Die zweisprachige Schoschonen-Frau Sacagawea (ca. 1788 – 1812) begleitete die Expedition des Lewis und Clark Corps of Discovery in den Jahren 1805-06 von den nördlichen Ebenen durch die Rocky Mountains zum Pazifik und zurück. Ihre Fähigkeiten als Übersetzerin waren von unschätzbarem Wert, ebenso wie ihre intime Kenntnis des schwierigen Geländes. Am wichtigsten war vielleicht ihre beruhigende Ausstrahlung auf die Expeditionsteilnehmer und die amerikanischen Ureinwohner, die den Fremden sonst vielleicht feindselig begegnet wären. Bemerkenswert ist, dass Sacagawea all dies tat, während sie sich um den Sohn kümmerte, den sie nur zwei Monate vor ihrer Abreise zur Welt gebracht hatte.

▶ [Aufgabenstellung]:
Greif bitte den Text über Sacagawea an seinem Ende auf und schreib ihn weiter. Die Daten werden hierfür nicht gebraucht.

▶ [Datenauszug]:
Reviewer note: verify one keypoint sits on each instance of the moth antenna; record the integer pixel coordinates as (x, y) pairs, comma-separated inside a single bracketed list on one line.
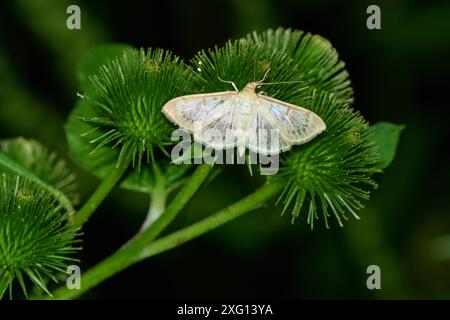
[(265, 76), (281, 82), (228, 81)]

▶ [Ergebnis der Übung]:
Sacagaweas frühes Leben

Sacagawea, die Frau, der in den Vereinigten Staaten wahrscheinlich am meisten mit Statuen und Denkmälern ein Denkmal gesetzt wurde, hatte ein kurzes, aber legendär ereignisreiches Leben im amerikanischen Westen. Die 1788 oder 1789 geborene Angehörige des Lemhi-Stammes der indianischen Shoshone wuchs inmitten der Rocky Mountains in der Region des Salmon River im heutigen Idaho auf.

Die Shoshone waren Feinde des waffenbesitzenden Hidatsa-Stammes, der Sacagawea im Jahr 1800 während einer Büffeljagd entführte. Der Name, unter dem wir sie kennen, ist in Wirklichkeit Hidatsa, abgeleitet von den Hidatsa-Wörtern für Vogel („sacaga“) und Frau („wea“). (Heute behaupten jedoch unter anderem viele Schoschonen, dass „Sacajawea“ in ihrer Sprache „Bootsschieberin“ bedeutet und ihr richtiger Name ist. Und in North Dakota lautet die offizielle Schreibweise „Sakakawea“). Ihre Entführer brachten sie in die Hidatsa-Mandan-Siedlung in der Nähe des heutigen Bismarck, North Dakota; die Mandan sind ein angegliederter Stamm.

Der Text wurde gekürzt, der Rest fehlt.